(Objective):
Rewrite every line of the listing, requests included, multiplying each pixel corner coordinate in the answers by 2.6 and rounding to the nearest whole number, with halves rounded up.

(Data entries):
"""
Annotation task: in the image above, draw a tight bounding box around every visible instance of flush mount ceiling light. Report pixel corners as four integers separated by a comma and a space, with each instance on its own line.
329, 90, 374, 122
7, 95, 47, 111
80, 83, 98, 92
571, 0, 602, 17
"""
(Task result):
Annotation task: in the image above, draw a tight bounding box around every visible instance of flush mount ceiling light. Report pixel corners as four integers separated by a comma and a space, with each instance on its own line.
855, 234, 972, 317
18, 247, 122, 289
208, 216, 255, 239
1485, 0, 1565, 44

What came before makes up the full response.